-- Start PASSAGE TO READ --

And now I have to go to bed, because I have to teach tomorrow. Gah! I hate going to bed in a bad mood. I wanna be excited about GenCon again, not frustrated!

5 Comments:

Anonymous Anonymous said...

My way of thinking about it is this way (and yes I have attended GenCons and worked much larger conventions in the past).

Convention booth design, like most other activities, is a process and a craft that can be learned. There are some darn good resources out there.

GenCon isn't really all that different from a large scale convention of any other nature and thus can be learned from these experiences.

The first time you run a booth/area you are going to make mistakes. Whether you sit in another booth and work it or not.

In my mind the only barrier of entry is thus time and money. You don't have much time (and you do from my outsider way seem awfully overcommitted). And the money would certainly scare me away.

My advice, for what it is worth, is figure out how much its worth it for you. Given from the post (and the previous one) you seem to be fairly passionate you need to determine if you can do the time and the money. If you can and feel good about it, then do it.

9:07 AM  
Blogger Jonathan Walton said...

Jere, thanks for your advice. I'm thinking on it. If I decide to do it, I'll definitely committ to the time and the money. Likewise, if people end up talking me into the Forge Booth, I'll give that my all too. I don't do things half-assed.

Matt, of course I want people to care. I hate feeling like a whiney bratty kid who keeps losing people's respect. That's happened a lot recently and it sucks. And I really hope I haven't gotten all flustered and frustrated over an effort to make myself feel cool.

I guess I see having our own booth as an effort to DO SOMETHING. I feel like just tagging along and talking about what I'm gonna do next year is _not doing something_, just talk.

I'm still trying to think this through, obviously, and I do value your opinions very much. It's just hard to get a sense of things when I'm getting such contradictory messages from a lot of people I respect. And I haven't gotten much sleep this week, which could be contributing to my overall mood.

Don't lose faith in me yet, dude. I'll get though this and come out someplace good, one way or the other.

10:26 AM  
Blogger Jonathan Walton said...

Note: disclaimer added to the top. I just re-read what I wrote last night and realized what a bad place I was in. My apologies, folks.

10:34 AM  
Blogger Brand Robins said...

-- End PASSAGE TO READ --
-- Start PROVIDED INFORMATION --

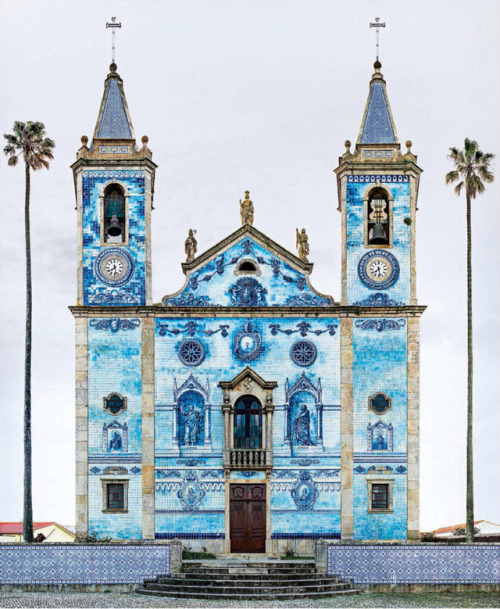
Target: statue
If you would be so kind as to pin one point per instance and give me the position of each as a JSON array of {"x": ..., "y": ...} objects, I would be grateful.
[
  {"x": 192, "y": 426},
  {"x": 190, "y": 245},
  {"x": 302, "y": 244},
  {"x": 115, "y": 442},
  {"x": 301, "y": 427},
  {"x": 246, "y": 209}
]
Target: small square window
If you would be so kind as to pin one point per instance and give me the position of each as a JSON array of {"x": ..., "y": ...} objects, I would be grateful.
[
  {"x": 116, "y": 497},
  {"x": 380, "y": 496}
]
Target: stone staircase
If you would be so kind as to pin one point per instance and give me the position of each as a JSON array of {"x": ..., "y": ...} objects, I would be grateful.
[{"x": 247, "y": 579}]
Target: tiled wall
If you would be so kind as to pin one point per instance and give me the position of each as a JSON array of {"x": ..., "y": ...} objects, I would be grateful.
[
  {"x": 82, "y": 564},
  {"x": 179, "y": 465},
  {"x": 356, "y": 188},
  {"x": 115, "y": 366},
  {"x": 416, "y": 564},
  {"x": 96, "y": 292},
  {"x": 379, "y": 366}
]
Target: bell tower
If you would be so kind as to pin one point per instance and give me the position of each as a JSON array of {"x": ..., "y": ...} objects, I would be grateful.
[
  {"x": 114, "y": 183},
  {"x": 380, "y": 345},
  {"x": 378, "y": 191}
]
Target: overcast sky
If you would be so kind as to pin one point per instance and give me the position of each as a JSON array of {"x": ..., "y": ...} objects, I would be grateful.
[{"x": 256, "y": 95}]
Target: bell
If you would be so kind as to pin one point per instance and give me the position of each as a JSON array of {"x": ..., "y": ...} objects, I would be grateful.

-- End PROVIDED INFORMATION --

◆ SET PROBLEM A: According to the GenCon comment thread, what does the first commenter consider the only barrier of entry?
◆ SET PROBLEM B: Rewrite the part of the GenCon comment thread between "I'm still trying" and "Blogger Brand Robins said...", inclusive, changing "sleep" to "rest".
◆ SET PROBLEM C: Put this sentence from the GenCon comment thread into Spanish: "Convention booth design, like most other activities, is a process and a craft that can be learned."
None of the lines are needed here.

◆ FULL OUTPUT A: Time and money.

◆ FULL OUTPUT B:
I'm still trying to think this through, obviously, and I do value your opinions very much. It's just hard to get a sense of things when I'm getting such contradictory messages from a lot of people I respect. And I haven't gotten much rest this week, which could be contributing to my overall mood.

Don't lose faith in me yet, dude. I'll get though this and come out someplace good, one way or the other.

10:26 AM  
Blogger Jonathan Walton said...

Note: disclaimer added to the top. I just re-read what I wrote last night and realized what a bad place I was in. My apologies, folks.

10:34 AM  
Blogger Brand Robins said...

◆ FULL OUTPUT C: El diseño de stands para convenciones, como la mayoría de las demás actividades, es un proceso y un oficio que se puede aprender.